***** GIVEN ENTRIES

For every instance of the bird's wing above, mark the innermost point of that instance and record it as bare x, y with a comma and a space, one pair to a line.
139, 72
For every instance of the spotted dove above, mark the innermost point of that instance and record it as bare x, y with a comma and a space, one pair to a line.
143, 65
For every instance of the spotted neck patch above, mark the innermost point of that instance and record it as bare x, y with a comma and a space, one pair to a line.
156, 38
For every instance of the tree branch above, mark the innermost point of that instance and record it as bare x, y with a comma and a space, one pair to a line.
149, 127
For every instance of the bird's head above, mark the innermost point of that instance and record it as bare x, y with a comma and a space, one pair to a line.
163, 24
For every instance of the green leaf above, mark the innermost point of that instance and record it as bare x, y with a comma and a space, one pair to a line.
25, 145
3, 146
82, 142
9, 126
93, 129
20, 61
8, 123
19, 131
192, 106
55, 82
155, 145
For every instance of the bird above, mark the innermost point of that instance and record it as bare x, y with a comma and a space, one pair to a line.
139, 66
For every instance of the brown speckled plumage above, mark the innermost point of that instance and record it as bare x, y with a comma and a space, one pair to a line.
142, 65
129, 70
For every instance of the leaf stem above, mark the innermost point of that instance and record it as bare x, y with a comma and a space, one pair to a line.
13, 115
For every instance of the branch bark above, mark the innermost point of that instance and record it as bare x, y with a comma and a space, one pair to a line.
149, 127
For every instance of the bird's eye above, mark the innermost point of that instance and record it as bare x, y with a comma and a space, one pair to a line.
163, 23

**********
***** GIVEN ENTRIES

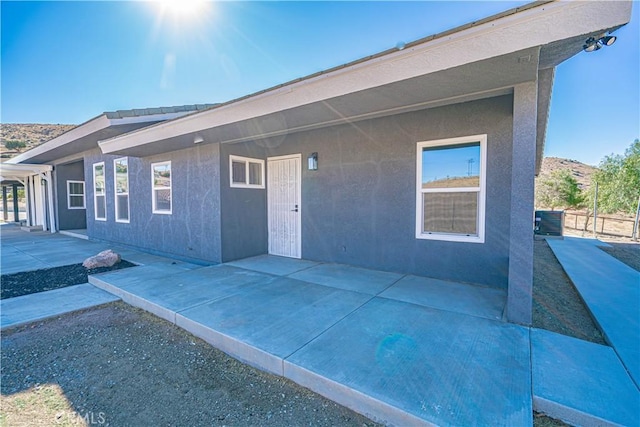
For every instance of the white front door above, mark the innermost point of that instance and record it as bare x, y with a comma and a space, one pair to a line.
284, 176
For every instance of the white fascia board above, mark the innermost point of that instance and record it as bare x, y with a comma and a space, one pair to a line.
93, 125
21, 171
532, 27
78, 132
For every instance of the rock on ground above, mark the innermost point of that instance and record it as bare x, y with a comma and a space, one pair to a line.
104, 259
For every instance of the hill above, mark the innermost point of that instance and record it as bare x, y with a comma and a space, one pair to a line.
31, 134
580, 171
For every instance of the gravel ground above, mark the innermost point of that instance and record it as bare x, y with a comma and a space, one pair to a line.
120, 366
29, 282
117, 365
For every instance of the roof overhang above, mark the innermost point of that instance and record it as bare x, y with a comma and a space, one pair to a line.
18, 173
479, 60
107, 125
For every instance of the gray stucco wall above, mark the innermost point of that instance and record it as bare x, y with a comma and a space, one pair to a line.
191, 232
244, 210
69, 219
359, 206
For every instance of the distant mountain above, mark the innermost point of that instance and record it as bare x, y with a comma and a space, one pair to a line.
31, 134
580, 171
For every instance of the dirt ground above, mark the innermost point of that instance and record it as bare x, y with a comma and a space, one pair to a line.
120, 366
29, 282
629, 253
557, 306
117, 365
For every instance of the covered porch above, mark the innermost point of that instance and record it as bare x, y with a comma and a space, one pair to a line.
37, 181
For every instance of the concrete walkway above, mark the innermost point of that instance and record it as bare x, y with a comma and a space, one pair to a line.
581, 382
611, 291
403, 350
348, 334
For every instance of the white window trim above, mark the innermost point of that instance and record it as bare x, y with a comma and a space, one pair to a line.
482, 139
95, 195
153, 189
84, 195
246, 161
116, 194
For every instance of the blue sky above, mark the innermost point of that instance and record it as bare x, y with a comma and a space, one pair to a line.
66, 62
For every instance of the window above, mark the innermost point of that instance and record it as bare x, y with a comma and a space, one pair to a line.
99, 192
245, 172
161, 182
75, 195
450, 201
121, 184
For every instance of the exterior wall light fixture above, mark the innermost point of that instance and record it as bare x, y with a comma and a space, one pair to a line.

**********

WORK ORDER: Restate word for word the entries above from the line with "For every instance of the concrete" through the line with "For every instance of the exterior", inclusive, leaving out everything else.

SOLVED PROBLEM:
For every instance of the concrete walkway above, mark the innermost point of that instance and record it as bare x, y with a comma and a space, one pair to a line.
581, 382
611, 291
403, 350
348, 334
For every instance of the white window trim above, mark the innermost point of that instance and record it as bare x, y with a comma and a space, one pair to a line.
482, 139
95, 195
153, 189
84, 195
246, 161
116, 194
For every instance of the blue sky above, mark the innermost point of that instance and record it as bare x, y with a comma and a space, one pair to a line.
66, 62
For every instance of the window above, mark the innermost point of that instance and record it as bare x, y with a comma and a space, one pair to a line.
99, 192
245, 172
161, 182
75, 195
450, 201
121, 184
For every instance of the exterior wall light fixture above, mark the innermost point of that instance and record it as bare x, y with a comma and a space, one pair to a line.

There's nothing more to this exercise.